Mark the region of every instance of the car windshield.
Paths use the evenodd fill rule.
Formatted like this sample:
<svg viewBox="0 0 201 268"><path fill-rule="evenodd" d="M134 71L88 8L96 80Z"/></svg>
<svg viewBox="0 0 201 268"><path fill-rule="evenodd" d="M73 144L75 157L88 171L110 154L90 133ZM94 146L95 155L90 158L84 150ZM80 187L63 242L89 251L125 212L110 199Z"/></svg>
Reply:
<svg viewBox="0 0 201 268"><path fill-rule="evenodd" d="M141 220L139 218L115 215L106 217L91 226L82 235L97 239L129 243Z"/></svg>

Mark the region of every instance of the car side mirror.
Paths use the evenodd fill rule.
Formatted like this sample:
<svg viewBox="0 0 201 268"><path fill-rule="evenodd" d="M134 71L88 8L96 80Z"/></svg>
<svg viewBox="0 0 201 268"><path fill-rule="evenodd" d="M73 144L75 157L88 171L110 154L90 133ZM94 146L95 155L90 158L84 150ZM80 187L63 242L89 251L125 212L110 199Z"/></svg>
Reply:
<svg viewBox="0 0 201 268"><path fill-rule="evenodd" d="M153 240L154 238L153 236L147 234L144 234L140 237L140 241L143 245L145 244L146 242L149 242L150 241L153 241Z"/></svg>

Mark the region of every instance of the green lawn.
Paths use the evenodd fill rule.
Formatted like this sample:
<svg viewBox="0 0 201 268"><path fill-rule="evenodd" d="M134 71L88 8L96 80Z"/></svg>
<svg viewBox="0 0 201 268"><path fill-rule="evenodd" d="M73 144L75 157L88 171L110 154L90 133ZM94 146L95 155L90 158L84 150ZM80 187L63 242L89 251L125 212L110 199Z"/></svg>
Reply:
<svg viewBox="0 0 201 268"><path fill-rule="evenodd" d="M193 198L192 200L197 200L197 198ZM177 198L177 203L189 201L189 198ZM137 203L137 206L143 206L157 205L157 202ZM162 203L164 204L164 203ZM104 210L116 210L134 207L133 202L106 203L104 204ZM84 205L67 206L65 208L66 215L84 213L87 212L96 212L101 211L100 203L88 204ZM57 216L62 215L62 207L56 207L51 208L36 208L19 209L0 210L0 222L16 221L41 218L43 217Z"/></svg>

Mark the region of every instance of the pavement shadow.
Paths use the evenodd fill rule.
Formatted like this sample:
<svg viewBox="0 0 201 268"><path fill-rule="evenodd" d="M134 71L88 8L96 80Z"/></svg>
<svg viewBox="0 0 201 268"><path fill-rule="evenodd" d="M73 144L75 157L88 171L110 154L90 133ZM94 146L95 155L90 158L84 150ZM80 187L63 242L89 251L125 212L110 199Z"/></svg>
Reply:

++++++++

Copy the entire listing above word for word, reproducing every line without any change.

Mark the region of every instance of the car windshield.
Paths use the evenodd fill rule.
Formatted like this sample:
<svg viewBox="0 0 201 268"><path fill-rule="evenodd" d="M134 71L88 8L96 80Z"/></svg>
<svg viewBox="0 0 201 268"><path fill-rule="evenodd" d="M73 144L75 157L88 171L110 154L90 133ZM94 146L95 155L90 158L84 150ZM80 187L63 242L89 251L125 212L110 199Z"/></svg>
Reply:
<svg viewBox="0 0 201 268"><path fill-rule="evenodd" d="M141 220L139 218L115 215L106 217L91 226L82 235L97 239L129 243Z"/></svg>

Mark the region of every instance of the car side mirror.
Paths use the evenodd fill rule.
Formatted like this sample:
<svg viewBox="0 0 201 268"><path fill-rule="evenodd" d="M134 71L88 8L96 80Z"/></svg>
<svg viewBox="0 0 201 268"><path fill-rule="evenodd" d="M73 144L75 157L88 171L110 154L90 133ZM94 146L95 155L90 158L84 150ZM80 187L63 242L89 251L125 212L110 199Z"/></svg>
Reply:
<svg viewBox="0 0 201 268"><path fill-rule="evenodd" d="M153 240L154 238L153 236L147 234L144 234L140 237L140 241L143 245L145 244L146 242L149 242L150 241L153 241Z"/></svg>

Mark the region of every instance of the green lawn.
Paths use the evenodd fill rule.
Formatted like this sample:
<svg viewBox="0 0 201 268"><path fill-rule="evenodd" d="M134 71L88 8L96 80Z"/></svg>
<svg viewBox="0 0 201 268"><path fill-rule="evenodd" d="M73 144L75 157L88 171L110 154L90 133ZM94 146L95 155L90 158L84 150ZM80 187L63 242L89 251L125 212L110 199Z"/></svg>
Reply:
<svg viewBox="0 0 201 268"><path fill-rule="evenodd" d="M193 198L192 200L197 200L197 198ZM177 198L177 203L189 201L189 198ZM137 203L137 206L143 206L157 205L157 202ZM162 203L164 204L164 203ZM104 210L116 210L134 207L133 202L106 203L104 204ZM84 205L67 206L65 208L66 215L84 213L87 212L96 212L101 211L100 203L88 204ZM57 216L62 215L62 207L56 207L51 208L36 208L19 209L0 210L0 222L16 221L41 218L43 217Z"/></svg>

Mark the region of every instance of the pavement shadow.
Paths use the evenodd fill rule.
Formatted like this sample:
<svg viewBox="0 0 201 268"><path fill-rule="evenodd" d="M134 71L88 8L96 80Z"/></svg>
<svg viewBox="0 0 201 268"><path fill-rule="evenodd" d="M73 144L75 157L88 171L110 154L90 133ZM94 146L95 155L90 158L84 150ZM80 187L63 242L89 251L125 212L110 199Z"/></svg>
Reply:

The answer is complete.